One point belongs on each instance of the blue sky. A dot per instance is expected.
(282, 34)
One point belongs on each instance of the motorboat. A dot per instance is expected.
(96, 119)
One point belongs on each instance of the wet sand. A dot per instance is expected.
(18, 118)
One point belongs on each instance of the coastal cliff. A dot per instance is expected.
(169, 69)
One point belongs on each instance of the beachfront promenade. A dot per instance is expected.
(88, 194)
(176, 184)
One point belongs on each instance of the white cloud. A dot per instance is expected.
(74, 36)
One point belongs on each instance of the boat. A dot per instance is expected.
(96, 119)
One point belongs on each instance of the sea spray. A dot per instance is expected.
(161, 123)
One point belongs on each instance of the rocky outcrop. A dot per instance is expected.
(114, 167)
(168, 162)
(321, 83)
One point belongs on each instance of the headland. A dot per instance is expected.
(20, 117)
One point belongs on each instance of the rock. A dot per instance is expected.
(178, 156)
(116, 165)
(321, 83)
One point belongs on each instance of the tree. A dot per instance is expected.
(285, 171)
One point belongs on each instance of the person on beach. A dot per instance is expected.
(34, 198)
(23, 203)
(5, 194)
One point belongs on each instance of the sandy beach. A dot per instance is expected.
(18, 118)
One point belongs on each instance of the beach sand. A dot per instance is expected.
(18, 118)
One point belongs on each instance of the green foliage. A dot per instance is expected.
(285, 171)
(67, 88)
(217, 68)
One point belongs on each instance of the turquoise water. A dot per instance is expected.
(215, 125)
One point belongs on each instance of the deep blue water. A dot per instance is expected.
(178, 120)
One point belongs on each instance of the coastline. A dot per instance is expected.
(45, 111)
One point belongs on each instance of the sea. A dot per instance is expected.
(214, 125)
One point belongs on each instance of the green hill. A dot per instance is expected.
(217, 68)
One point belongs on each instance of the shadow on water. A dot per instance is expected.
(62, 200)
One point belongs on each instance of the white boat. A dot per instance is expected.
+--
To be done -
Please render every row above as a JSON list of strings, one string per line, leaving out blank lines.

Response to the task -
[
  "One point belongs on each instance of the blue sky. A dot per instance is expected.",
  "(282, 34)",
  "One point belongs on each instance of the motorboat. A dot per instance is expected.",
  "(96, 119)",
  "One point belongs on each instance of the wet sand. A dot per instance is expected.",
  "(18, 118)",
  "One point belongs on each instance of the coastal cliff. A dot per instance is expected.",
  "(169, 69)",
  "One point belongs on each instance of the beachfront promenade. A dot per instance is expected.",
  "(88, 194)",
  "(176, 184)",
  "One point belongs on each instance of the white cloud. A dot per instance is expected.",
  "(74, 36)",
  "One point belongs on each instance of the boat. A dot per instance is expected.",
  "(96, 119)",
  "One point belongs on each instance of the sea spray. A dot per instance is expected.",
  "(161, 123)",
  "One point belongs on each instance of the rocky outcrop. A dot per instance is expected.",
  "(114, 167)",
  "(168, 162)",
  "(321, 83)",
  "One point belongs on each instance of the headland. A dot per instance is expected.",
  "(20, 117)",
  "One point belongs on each instance of the rock. A dot per instance is expected.",
  "(178, 156)",
  "(116, 165)",
  "(321, 83)",
  "One point belongs on each instance of the tree. A dot per instance is expected.",
  "(285, 171)",
  "One point belongs on each instance of the person on beach. A dot per instance is expected.",
  "(34, 198)",
  "(23, 203)",
  "(5, 194)",
  "One point belongs on each instance of the sandy beach. A dot per instance is expected.",
  "(18, 118)",
  "One point belongs on each instance of the beach sand. A dot per instance is expected.",
  "(18, 118)",
  "One point belongs on each instance of the green foliage. A dot per instance is expected.",
  "(285, 171)",
  "(67, 88)",
  "(217, 68)",
  "One point belongs on each instance of the turquoise water. A dot per instance is expected.",
  "(215, 125)",
  "One point belongs on each instance of the deep blue water. A dot per instance is expected.",
  "(178, 120)",
  "One point belongs on each instance of the coastline. A dot per instance is expected.",
  "(45, 111)",
  "One point belongs on each instance of the sea. A dot per instance is expected.",
  "(214, 125)",
  "One point belongs on each instance of the green hill. A dot per instance is expected.",
  "(217, 68)",
  "One point belongs on each instance of the shadow on water. A dot per instance is expected.",
  "(62, 200)",
  "One point belongs on each instance of the white boat. A dot per instance is expected."
]